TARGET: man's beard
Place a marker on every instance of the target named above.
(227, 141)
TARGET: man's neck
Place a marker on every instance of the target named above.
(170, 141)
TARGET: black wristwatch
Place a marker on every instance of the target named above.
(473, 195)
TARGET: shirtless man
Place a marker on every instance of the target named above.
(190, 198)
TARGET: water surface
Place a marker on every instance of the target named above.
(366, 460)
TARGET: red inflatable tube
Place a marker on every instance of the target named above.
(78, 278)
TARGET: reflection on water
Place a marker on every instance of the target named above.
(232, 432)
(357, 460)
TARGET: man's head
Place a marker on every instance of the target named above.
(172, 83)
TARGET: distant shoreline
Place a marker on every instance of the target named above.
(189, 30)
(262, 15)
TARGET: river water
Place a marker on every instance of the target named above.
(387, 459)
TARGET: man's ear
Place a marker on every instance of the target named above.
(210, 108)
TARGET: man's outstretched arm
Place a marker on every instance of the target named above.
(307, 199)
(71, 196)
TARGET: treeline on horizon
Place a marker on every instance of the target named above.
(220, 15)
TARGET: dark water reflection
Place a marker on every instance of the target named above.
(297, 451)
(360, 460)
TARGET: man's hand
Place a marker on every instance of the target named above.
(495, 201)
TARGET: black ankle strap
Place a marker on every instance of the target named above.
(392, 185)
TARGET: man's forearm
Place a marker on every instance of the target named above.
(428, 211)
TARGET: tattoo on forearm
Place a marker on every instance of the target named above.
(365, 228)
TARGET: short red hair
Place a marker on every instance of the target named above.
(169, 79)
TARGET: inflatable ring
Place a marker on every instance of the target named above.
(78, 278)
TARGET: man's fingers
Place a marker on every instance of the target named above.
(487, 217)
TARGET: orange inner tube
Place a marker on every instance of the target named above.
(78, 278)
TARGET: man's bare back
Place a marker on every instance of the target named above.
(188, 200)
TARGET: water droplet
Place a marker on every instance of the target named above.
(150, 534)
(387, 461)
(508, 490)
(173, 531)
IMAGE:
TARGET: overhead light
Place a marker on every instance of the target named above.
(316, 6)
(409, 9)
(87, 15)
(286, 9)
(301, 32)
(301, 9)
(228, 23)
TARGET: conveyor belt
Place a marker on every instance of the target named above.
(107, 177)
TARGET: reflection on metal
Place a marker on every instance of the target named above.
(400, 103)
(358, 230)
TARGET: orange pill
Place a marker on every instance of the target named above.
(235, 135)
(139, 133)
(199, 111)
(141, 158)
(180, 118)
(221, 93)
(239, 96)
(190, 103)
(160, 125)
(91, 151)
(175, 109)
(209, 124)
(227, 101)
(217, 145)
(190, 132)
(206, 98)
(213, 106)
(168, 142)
=-=-=-=-=
EXERCISE:
Please print the records above exactly from their first line. End with the line containing "TARGET: tattoo on forearm", and include it.

EXERCISE RESPONSE:
TARGET: man's beard
Place a marker on every instance of the target named above.
(227, 141)
TARGET: man's neck
Place a marker on every instance of the target named above.
(170, 141)
TARGET: black wristwatch
Place a marker on every instance of the target named above.
(473, 195)
TARGET: shirtless man
Place a marker on every instance of the target named above.
(190, 198)
TARGET: water surface
Place a marker on every instance of the target named above.
(366, 460)
TARGET: red inflatable tube
Place a marker on every instance of the target named above.
(78, 278)
TARGET: reflection on water
Place a marker on every instance of the target named above.
(232, 432)
(357, 460)
TARGET: man's head
Place a marker on every instance of the target named above.
(172, 83)
TARGET: distant shoreline
Place a marker on every instance of the target named above.
(189, 30)
(262, 15)
TARGET: river water
Place a marker on every instance of the target named above.
(387, 459)
TARGET: man's ear
Place a marker on every instance of the target named above.
(210, 108)
TARGET: man's outstretched arm
Place a marker on every instance of the target named above.
(307, 199)
(71, 196)
TARGET: treeline on horizon
Place a marker on every instance of the target named above.
(220, 15)
TARGET: dark water reflection
Place a marker on every instance of the target named above.
(297, 451)
(360, 460)
TARGET: man's hand
Place a marker on every instance of the target named above.
(495, 201)
TARGET: black ankle strap
Place a marker on every instance of the target named above.
(392, 185)
TARGET: man's forearm
Place a marker on every instance of the target named above.
(428, 211)
TARGET: tattoo on forearm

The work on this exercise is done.